* Extract to read:
Tuesday, September 7, 2010

Pigeons & Doves

I've written out this whole plan of how I'm going to re-do my room and make it fabulous.

And let's not even go there with my love for pricey mid-century modern furniture.

Ever since I was little, my grandmother told me I'd better get a good job because I had "champagne tastes and a penny pocketbook."

Yet another piece of advice unheeded, though not intentionally.

Ever since I've been home I've been driving myself nuts doing housework, writing poems, editing poems and submitting poems. Anything to feel useful. Okay, so I can't do regular work, but I can still write and do housework.

Tomorrow I have to head down to the local public aid office while praying continuously to Jesus not to see anyone I know. The last time I went I did and we ended up talking and she was telling me about her kids and then she asked me about my non-existent kids and I half-mumbled, "I'm disabled."

"Oh." she said. End of discussion.

I'm reminded nearly daily how people feel about people like me, siphoning off the hard-earned tax dollars of others while relaxing and watching cable. One guy wrote a long, impassioned editorial to the local paper calling us "pigeons" as in people who relied on the handouts of others for their well-being. I actually cried about it.

I think it was because it was not long after one of my doom-atologists(thanks Ioma) kept telling me to get a job. And I kept trying to tell her I wanted to!

And my other doctor who accused me of letting the pain control me, as if this whole mess were some sort of character failing instead of a GENETIC MUTATION.

My grandmother also used to say that doves and pigeons were practically the same bird and it was silly for them to be praised in one context and hated in the other.

Also, I don't know how much readership I have, but I wanted to mention that the world-renowned Cleveland Clinic is having a conference on the management of heritable connective tissue disorders. They will be discussing not just EDS, but Loeys-Dietz Syndrome and Marfan Syndrome. Some of the EDS heavy-hitters who will be in attendance are the eponymous Dr. Hal Dietz himself, as well as Dr. Peter Byers.

The cost for patients is just FIFTY dollars, far less than what the EDNF charged for their conference. The conference is November 11-12 and will take place at the hotel adjacent to the Cleveland Clinic's campus. More information can be found here.

If anyone wants to come up and attend I have a spare bed. I read through the presentation titles, and although it's more geared at treatment than information, I pronounce a worthwhile investment, particularly at the price which is the same whether you register online in advance or at the door the day of.

* Exercises:
1. Please translate this sentence from the blog post into Spanish: "My grandmother also used to say that doves and pigeons were practically the same bird and it was silly for them to be praised in one context and hated in the other."
2. Write out everything in the blog post from "Ever since I was" down to "and do housework.", copied exactly.

* Data supplied:

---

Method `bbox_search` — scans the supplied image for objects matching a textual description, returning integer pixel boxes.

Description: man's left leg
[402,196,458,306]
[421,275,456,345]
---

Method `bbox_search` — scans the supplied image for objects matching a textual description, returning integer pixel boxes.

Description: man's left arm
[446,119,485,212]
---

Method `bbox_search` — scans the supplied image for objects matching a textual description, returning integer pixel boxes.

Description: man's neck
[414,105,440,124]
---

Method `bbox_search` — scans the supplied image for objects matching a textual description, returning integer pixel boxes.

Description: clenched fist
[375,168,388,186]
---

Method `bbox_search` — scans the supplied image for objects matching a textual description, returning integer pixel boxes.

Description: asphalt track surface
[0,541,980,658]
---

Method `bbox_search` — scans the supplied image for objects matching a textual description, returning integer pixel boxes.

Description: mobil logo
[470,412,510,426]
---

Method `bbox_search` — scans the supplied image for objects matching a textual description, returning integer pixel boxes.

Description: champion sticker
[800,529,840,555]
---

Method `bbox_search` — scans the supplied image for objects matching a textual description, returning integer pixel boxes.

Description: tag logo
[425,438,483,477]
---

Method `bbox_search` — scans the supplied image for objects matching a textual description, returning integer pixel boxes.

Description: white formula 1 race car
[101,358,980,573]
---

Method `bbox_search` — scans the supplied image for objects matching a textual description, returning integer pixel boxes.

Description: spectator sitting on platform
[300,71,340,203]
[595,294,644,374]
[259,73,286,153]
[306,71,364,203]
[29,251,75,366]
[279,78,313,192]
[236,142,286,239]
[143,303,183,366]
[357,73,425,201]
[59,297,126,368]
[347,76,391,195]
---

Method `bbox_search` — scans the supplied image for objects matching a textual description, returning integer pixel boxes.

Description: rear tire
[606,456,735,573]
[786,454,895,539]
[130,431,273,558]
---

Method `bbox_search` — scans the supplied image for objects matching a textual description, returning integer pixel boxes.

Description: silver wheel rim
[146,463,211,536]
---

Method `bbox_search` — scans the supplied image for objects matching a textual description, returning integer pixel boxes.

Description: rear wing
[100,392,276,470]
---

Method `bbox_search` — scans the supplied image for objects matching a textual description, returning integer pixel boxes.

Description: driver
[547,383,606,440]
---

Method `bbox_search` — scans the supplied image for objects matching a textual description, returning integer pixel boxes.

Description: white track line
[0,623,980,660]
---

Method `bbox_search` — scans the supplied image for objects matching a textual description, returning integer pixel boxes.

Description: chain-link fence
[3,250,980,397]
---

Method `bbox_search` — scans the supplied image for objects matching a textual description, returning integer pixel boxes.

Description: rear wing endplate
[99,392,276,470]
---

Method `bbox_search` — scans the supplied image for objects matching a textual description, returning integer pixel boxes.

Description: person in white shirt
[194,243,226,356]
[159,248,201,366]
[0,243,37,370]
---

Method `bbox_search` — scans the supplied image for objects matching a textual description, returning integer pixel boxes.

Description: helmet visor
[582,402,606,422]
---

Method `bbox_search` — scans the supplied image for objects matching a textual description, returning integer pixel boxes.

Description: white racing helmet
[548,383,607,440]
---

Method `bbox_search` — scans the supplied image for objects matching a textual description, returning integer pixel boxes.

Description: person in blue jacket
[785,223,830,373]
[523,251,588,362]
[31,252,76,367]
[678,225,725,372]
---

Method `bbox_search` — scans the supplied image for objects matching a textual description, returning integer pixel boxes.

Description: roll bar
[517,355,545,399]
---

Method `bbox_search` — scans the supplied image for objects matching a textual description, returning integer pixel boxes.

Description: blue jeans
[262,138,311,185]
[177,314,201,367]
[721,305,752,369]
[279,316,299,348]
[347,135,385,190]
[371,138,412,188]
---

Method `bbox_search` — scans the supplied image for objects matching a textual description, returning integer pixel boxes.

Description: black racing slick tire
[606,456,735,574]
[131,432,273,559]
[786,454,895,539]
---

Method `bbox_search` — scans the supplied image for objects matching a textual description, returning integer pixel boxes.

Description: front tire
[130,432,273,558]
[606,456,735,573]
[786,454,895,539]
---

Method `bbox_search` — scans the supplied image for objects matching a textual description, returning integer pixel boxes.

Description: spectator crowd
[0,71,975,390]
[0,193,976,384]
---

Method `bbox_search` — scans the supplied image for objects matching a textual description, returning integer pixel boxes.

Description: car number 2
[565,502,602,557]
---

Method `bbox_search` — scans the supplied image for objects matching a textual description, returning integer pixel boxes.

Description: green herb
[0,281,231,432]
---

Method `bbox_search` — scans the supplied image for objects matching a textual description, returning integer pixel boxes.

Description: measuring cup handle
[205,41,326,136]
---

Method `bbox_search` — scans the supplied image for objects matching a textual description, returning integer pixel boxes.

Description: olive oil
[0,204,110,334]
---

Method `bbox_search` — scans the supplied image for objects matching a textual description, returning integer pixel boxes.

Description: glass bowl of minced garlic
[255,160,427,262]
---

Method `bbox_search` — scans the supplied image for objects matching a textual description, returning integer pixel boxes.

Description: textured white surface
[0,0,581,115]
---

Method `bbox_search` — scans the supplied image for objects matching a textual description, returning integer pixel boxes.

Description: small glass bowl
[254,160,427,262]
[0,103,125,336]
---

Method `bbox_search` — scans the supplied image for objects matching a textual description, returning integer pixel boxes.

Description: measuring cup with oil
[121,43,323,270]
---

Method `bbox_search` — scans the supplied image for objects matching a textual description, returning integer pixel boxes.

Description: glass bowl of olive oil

* Responses to the exercise:
1. Mi abuela también solía decir que las tórtolas y las palomas eran prácticamente el mismo pájaro y que era absurdo elogiarlas en un contexto y odiarlas en el otro.

2.
Ever since I was little, my grandmother told me I'd better get a good job because I had "champagne tastes and a penny pocketbook."

Yet another piece of advice unheeded, though not intentionally.

Ever since I've been home I've been driving myself nuts doing housework, writing poems, editing poems and submitting poems. Anything to feel useful. Okay, so I can't do regular work, but I can still write and do housework.